### TASK
I would like you to return all of the records exactly as they stand.
━━━ DATA SHOWN ━━━
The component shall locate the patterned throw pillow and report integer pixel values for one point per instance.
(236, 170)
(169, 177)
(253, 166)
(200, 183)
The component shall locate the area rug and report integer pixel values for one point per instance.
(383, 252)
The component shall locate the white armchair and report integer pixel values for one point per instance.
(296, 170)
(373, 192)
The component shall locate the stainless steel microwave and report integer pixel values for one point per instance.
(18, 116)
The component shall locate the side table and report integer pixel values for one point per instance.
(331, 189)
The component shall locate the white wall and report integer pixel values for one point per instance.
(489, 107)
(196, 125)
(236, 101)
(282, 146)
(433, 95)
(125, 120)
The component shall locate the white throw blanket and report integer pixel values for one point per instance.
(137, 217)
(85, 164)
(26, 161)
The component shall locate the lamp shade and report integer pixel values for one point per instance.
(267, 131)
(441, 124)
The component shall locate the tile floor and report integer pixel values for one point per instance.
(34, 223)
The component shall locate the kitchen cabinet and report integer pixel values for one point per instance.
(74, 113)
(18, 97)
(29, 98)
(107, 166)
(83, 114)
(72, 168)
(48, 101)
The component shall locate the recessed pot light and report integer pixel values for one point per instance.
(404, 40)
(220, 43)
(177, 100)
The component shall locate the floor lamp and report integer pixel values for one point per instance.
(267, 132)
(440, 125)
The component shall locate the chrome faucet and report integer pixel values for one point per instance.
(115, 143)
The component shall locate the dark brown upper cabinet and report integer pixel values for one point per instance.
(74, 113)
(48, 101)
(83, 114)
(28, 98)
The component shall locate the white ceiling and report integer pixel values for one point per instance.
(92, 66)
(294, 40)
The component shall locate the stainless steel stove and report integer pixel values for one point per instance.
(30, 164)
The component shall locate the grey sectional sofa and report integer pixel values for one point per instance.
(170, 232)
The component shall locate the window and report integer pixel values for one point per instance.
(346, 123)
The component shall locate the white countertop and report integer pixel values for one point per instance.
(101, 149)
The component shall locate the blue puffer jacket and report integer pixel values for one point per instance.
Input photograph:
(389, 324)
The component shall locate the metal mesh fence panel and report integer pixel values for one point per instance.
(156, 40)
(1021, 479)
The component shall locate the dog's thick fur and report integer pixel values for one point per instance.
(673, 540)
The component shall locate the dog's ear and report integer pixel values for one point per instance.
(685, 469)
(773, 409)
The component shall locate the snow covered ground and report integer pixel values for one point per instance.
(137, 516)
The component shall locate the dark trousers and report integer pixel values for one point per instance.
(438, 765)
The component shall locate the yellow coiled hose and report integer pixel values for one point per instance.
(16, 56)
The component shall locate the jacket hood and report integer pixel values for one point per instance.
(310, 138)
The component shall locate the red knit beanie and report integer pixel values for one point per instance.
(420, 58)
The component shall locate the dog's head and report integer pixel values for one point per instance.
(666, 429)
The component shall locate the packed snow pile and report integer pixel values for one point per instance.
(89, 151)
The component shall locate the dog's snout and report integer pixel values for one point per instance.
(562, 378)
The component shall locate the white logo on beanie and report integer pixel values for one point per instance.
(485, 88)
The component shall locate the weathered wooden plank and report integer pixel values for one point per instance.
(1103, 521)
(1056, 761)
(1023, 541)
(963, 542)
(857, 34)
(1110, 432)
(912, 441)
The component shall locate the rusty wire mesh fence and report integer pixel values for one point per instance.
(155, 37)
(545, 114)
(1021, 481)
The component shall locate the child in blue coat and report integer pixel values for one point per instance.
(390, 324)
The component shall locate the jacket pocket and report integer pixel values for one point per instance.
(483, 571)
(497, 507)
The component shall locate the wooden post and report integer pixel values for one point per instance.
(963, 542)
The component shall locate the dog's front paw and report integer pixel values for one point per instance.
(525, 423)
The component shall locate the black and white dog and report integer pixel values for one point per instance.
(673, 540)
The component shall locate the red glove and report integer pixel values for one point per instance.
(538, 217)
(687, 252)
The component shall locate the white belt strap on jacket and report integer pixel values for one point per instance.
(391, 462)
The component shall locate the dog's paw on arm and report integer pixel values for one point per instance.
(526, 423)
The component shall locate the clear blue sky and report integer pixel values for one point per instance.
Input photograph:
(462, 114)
━━━
### YOUR RESPONSE
The component shall locate the patterned throw pillow and report integer pixel values for one point per instance.
(236, 170)
(169, 177)
(253, 166)
(200, 183)
The component shall locate the area rug and report integer pixel values for one point per instance.
(383, 252)
The component shall locate the white armchair and report integer pixel values for one point per instance.
(296, 170)
(373, 192)
The component shall locate the stainless steel microwave and report integer pixel values for one point per instance.
(18, 116)
The component shall locate the side table and report integer pixel values for one point per instance.
(331, 189)
The component shall locate the white wall and report integer pixel values for one point per instance.
(489, 107)
(196, 125)
(236, 101)
(282, 146)
(433, 95)
(125, 120)
The component shall locate the white throw blanket and report integer pixel values for one point per instance.
(137, 217)
(85, 164)
(26, 161)
The component shall locate the lamp shade and report integer pixel values for one point per instance.
(267, 131)
(441, 124)
The component shall locate the tile floor and report integer pixel values for one point per instance.
(34, 223)
The component shall locate the kitchen cabinet and report integer pixel values for one point per instance.
(74, 113)
(18, 97)
(29, 98)
(107, 166)
(83, 114)
(72, 168)
(48, 101)
The component shall locate the recessed pot light and report integer pixel values for one point per instance.
(404, 40)
(220, 43)
(177, 100)
The component shall locate the floor lamp and report integer pixel values for one point per instance.
(267, 132)
(440, 125)
The component shall locate the chrome faucet and report integer pixel values for one point per instance.
(115, 143)
The component shall locate the dark brown upper cabinet and report integer pixel values for one point per instance.
(74, 113)
(48, 101)
(83, 114)
(28, 98)
The component shall locate the white ceiling and report integer pixel values for one point per instance.
(92, 66)
(294, 40)
The component shall locate the stainless steel stove and report integer pixel values for one point per instance.
(30, 164)
The component shall locate the grey sectional sofa and report integer pixel values for one point per instance.
(170, 232)
The component shall locate the window and report integer pixel values for one point per instance.
(346, 123)
The component shall locate the white countertop and report integer pixel values for one point per instance.
(101, 149)
The component shall locate the blue puffer jacket and report integer pixel values for one point per instance.
Input photograph:
(389, 324)
The component shall locate the metal mesh fence panel and report integer pixel values for one point per instance.
(156, 40)
(1021, 479)
The component shall locate the dog's thick fur and report integer pixel values for one point per instance.
(673, 540)
The component shall locate the dog's ear and report integer pixel values for one point per instance.
(685, 469)
(773, 409)
The component shall locate the snow covered ground and report integer pixel values for one point per instance.
(137, 516)
The component shall locate the dark trousers and report integer pixel values for one point per instance.
(438, 765)
The component shall locate the yellow coiled hose and report integer pixel values for one point per instance.
(16, 56)
The component shall locate the jacket hood and report integer pixel values for one point per instance.
(310, 138)
The component shall locate the red knit beanie and report integer pixel values for one point per instance.
(420, 58)
The component shall locate the dog's head and report integer pixel values for one point per instance.
(666, 429)
The component shall locate the packed snow pile and report integer pixel values for one point per instance.
(89, 151)
The component shall locate the dog's snout and report integer pixel values for one point per instance.
(562, 378)
The component shall locate the white logo on beanie and report integer pixel values for one point per instance.
(485, 88)
The component shall locate the weathered wooden plank and report integer pixel values for one point per instance.
(1103, 521)
(1056, 761)
(1023, 541)
(963, 542)
(857, 34)
(1110, 432)
(912, 441)
The component shall locate the rusty wire mesh fence and report integer pixel values for one point per instance.
(155, 37)
(545, 114)
(1021, 481)
The component shall locate the child in blue coat and report integer pixel values for one point per instance.
(390, 324)
The component shall locate the jacket pocket and report integer pixel values for one point per instance.
(483, 571)
(497, 507)
The component shall locate the wooden post and report integer pixel values for one point per instance.
(963, 542)
The component shall locate the dog's front paw and report integer pixel values for one point per instance.
(525, 423)
The component shall locate the black and white dog and report integer pixel values for one point per instance.
(673, 540)
The component shall locate the red glove and report integer pixel values for one point per instance.
(538, 217)
(687, 252)
The component shall locate the white belt strap on jacket and report integer pixel values for one point per instance.
(391, 462)
The component shall locate the dog's paw on arm and report integer pixel values for one point per instance.
(526, 423)
The component shall locate the clear blue sky and report integer pixel values for one point per instance.
Input photograph:
(462, 114)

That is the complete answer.